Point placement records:
+ + + + +
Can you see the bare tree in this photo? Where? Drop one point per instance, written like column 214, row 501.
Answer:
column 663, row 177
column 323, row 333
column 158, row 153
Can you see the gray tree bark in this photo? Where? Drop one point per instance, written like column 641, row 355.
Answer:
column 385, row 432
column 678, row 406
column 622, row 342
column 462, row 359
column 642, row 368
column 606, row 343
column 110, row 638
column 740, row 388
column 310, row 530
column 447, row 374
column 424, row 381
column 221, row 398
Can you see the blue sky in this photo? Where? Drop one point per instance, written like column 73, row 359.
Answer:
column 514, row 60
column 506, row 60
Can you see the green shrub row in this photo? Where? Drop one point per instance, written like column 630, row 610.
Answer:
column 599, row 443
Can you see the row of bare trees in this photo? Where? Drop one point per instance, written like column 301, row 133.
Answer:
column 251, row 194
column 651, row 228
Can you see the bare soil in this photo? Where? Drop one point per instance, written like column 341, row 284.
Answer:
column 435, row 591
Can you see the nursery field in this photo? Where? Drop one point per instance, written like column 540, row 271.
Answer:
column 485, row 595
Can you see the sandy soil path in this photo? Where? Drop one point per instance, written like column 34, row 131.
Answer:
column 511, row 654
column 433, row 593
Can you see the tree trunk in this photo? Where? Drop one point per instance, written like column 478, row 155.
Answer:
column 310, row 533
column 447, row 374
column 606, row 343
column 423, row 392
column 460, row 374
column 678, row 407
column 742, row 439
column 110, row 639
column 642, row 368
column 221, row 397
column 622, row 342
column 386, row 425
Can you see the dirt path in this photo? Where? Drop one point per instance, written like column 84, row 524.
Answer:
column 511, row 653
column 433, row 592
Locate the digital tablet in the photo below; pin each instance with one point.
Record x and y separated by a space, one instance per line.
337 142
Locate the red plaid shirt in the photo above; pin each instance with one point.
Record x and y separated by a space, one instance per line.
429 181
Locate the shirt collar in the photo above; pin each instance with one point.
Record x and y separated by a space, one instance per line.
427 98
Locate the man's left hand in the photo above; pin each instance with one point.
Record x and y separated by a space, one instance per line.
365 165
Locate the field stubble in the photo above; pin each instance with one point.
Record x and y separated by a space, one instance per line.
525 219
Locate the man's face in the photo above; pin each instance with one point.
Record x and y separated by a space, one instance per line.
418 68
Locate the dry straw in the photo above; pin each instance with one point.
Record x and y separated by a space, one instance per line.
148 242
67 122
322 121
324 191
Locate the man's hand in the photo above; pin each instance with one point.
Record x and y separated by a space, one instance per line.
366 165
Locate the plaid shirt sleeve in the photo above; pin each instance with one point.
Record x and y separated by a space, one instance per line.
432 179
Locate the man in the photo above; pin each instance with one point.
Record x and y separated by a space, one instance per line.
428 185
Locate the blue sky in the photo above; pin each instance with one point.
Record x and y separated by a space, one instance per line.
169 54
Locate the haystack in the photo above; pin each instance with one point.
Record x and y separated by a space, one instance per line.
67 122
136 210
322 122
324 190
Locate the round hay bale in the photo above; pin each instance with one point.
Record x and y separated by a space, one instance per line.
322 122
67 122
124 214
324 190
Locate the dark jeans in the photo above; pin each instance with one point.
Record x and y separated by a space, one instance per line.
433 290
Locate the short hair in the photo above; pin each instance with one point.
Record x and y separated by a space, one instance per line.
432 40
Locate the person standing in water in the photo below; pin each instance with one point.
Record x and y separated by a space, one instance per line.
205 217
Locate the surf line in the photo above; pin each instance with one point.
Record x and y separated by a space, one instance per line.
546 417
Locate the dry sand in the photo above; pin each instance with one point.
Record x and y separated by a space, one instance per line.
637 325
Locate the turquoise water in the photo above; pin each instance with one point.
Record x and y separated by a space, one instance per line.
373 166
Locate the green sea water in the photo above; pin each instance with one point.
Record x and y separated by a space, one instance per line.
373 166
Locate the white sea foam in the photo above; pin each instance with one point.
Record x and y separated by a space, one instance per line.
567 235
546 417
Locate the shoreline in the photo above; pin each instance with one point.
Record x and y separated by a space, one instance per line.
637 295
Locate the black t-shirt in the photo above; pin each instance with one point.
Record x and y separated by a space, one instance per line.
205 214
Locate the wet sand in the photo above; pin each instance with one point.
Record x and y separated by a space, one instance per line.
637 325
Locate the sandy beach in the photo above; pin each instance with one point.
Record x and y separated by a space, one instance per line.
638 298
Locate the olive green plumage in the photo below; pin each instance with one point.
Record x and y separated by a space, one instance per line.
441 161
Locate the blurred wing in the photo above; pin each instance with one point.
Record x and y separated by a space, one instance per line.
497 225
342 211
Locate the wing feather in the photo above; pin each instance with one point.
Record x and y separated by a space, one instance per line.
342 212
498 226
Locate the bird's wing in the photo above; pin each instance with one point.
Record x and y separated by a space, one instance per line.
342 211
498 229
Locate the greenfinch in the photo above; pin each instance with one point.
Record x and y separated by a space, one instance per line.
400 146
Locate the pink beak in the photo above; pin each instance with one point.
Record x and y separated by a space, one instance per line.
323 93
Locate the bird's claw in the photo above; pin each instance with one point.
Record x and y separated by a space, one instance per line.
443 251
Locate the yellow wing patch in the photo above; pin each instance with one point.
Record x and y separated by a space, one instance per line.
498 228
+ + + + +
Convert the records above into a numbered list, one line per item, omitting any blank lines.

### Response to the exercise
1. Can you see the bare tree in this photo? Where? Drop one point per instance, written like column 214, row 501.
2. Answer:
3. column 663, row 177
4. column 323, row 333
5. column 158, row 153
6. Can you see the gray tree bark in this photo? Where? Drop one point per instance, written like column 641, row 355.
7. Answer:
8. column 385, row 432
9. column 678, row 406
10. column 622, row 342
11. column 462, row 359
12. column 642, row 368
13. column 606, row 343
14. column 110, row 638
15. column 740, row 388
16. column 310, row 530
17. column 447, row 374
18. column 424, row 381
19. column 221, row 398
20. Can you see the blue sky in this photo? Where? Drop one point per instance, written like column 73, row 359.
21. Answer:
22. column 514, row 60
23. column 506, row 60
24. Can you see the green shrub row in this photo? Where? Drop one point per instance, written like column 630, row 610.
25. Answer:
26. column 599, row 443
27. Can you see the row of bare trees in this photo? Where? Drop one point per instance, written like column 301, row 133.
28. Answer:
29. column 251, row 194
30. column 651, row 228
31. Can you see the bare soil in this photo? Where? Drop one point per instance, written like column 341, row 284.
32. Answer:
33. column 435, row 591
34. Can you see the nursery field in this photo? Where? Drop one point per instance, written like column 540, row 271.
35. Answer:
36. column 485, row 595
37. Can you see the sandy soil path in this photo? Where? Drop one point per instance, written like column 34, row 131.
38. Answer:
39. column 511, row 654
40. column 433, row 593
41. Can you see the tree trunk in this photo? Where? Drop one point per instance, written like column 478, row 155.
42. Answer:
43. column 310, row 533
44. column 447, row 374
45. column 606, row 343
46. column 423, row 392
47. column 460, row 374
48. column 678, row 407
49. column 742, row 439
50. column 110, row 639
51. column 642, row 368
52. column 221, row 397
53. column 622, row 342
54. column 386, row 425
55. Can you see the dirt path in this photo? Where? Drop one point per instance, written like column 84, row 524.
56. Answer:
57. column 511, row 653
58. column 433, row 592
59. Locate the digital tablet in the photo below; pin each instance with one point.
60. Record x and y separated by a space, one instance per line.
61. 337 142
62. Locate the red plaid shirt in the photo above; pin each instance with one point.
63. Record x and y separated by a space, one instance per line.
64. 429 181
65. Locate the shirt collar in the photo above; pin each instance with one point.
66. Record x and y separated by a space, one instance per line.
67. 427 98
68. Locate the man's left hand in the photo above; pin each instance with one point.
69. Record x and y separated by a space, one instance per line.
70. 365 165
71. Locate the field stubble in the photo above; pin each instance with one point.
72. Record x and y separated by a space, one instance per line.
73. 525 219
74. Locate the man's face in the photo above; pin each instance with one point.
75. Record x and y separated by a space, one instance per line.
76. 418 68
77. Locate the dry straw in the photo above; pin each instance with one point.
78. Record x and y separated by a space, one instance per line.
79. 148 242
80. 67 122
81. 322 121
82. 324 191
83. Locate the man's hand in the photo above; pin each instance with one point.
84. Record x and y separated by a space, one instance per line.
85. 366 165
86. Locate the plaid shirt sleeve in the photo above; pin each instance with one point.
87. Record x and y separated by a space, one instance per line.
88. 432 179
89. Locate the man in the photo above; pin each instance with one point.
90. Record x and y separated by a space, one instance per line.
91. 428 185
92. Locate the blue sky in the photo above; pin each instance with one point.
93. Record x and y separated by a space, one instance per line.
94. 169 54
95. Locate the haystack in the photo above; pin each instance with one point.
96. Record x and y separated by a space, one instance per line.
97. 67 122
98. 136 210
99. 322 122
100. 324 190
101. Locate the round hay bale in the photo above; pin each instance with one point.
102. Record x and y separated by a space, one instance per line.
103. 322 122
104. 67 122
105. 124 214
106. 324 190
107. Locate the dark jeans in the photo above; pin each instance with one point.
108. Record x and y separated by a space, one instance per line.
109. 433 290
110. Locate the short hair in the photo above; pin each instance with one point.
111. Record x and y separated by a space, one instance per line.
112. 432 40
113. Locate the person standing in water in the photo below; pin each instance with one point.
114. Record x and y separated by a space, one instance per line.
115. 205 217
116. Locate the surf line in the photo above; pin each instance with one point.
117. Record x and y separated by a space, one instance per line.
118. 546 417
119. Locate the dry sand in the photo above; pin each instance with one point.
120. Record x and y separated by a space, one instance per line.
121. 637 325
122. Locate the turquoise water in the photo above; pin each instance with one point.
123. Record x and y separated by a space, one instance per line.
124. 373 166
125. Locate the green sea water in the photo above; pin each instance with one point.
126. Record x and y separated by a space, one instance per line.
127. 373 166
128. Locate the white sea foam in the photo above; pin each instance with one point.
129. Record x and y separated by a space, one instance per line.
130. 567 235
131. 546 417
132. Locate the shoreline in the photo above; pin each instance with one point.
133. Record x and y separated by a space, one instance per line.
134. 637 295
135. Locate the black t-shirt in the photo above; pin each instance with one point.
136. Record x and y separated by a space, one instance per line.
137. 205 214
138. Locate the wet sand in the photo above; pin each instance with one point.
139. Record x and y separated by a space, one instance per line.
140. 637 325
141. Locate the sandy beach in the photo above; pin each instance with one point.
142. Record x and y separated by a space, one instance per line.
143. 638 298
144. Locate the olive green plumage in the photo below; pin each instance with one point.
145. Record x and y separated by a space, one instance per line.
146. 441 161
147. Locate the blurred wing in the photo above; pin each instance with one point.
148. Record x and y separated by a space, one instance per line.
149. 497 225
150. 342 211
151. Locate the wing feather in the photo above; pin each instance with one point.
152. Record x and y separated by a space, one instance per line.
153. 342 212
154. 498 226
155. Locate the bird's wing in the photo above; pin each instance with one point.
156. Record x and y separated by a space, one instance per line.
157. 342 211
158. 498 229
159. Locate the greenfinch in the photo above; pin each instance with one point.
160. Record x and y separated by a space, one instance per line.
161. 400 146
162. Locate the pink beak in the photo above; pin each instance with one point.
163. Record x and y separated by a space, one instance per line.
164. 323 93
165. Locate the bird's claw in the photo above; pin each instance with one point.
166. Record x and y separated by a space, one instance per line.
167. 443 251
168. Locate the yellow wing patch in the photo above; pin each instance with one point.
169. Record x and y separated by a space, one instance per line.
170. 498 228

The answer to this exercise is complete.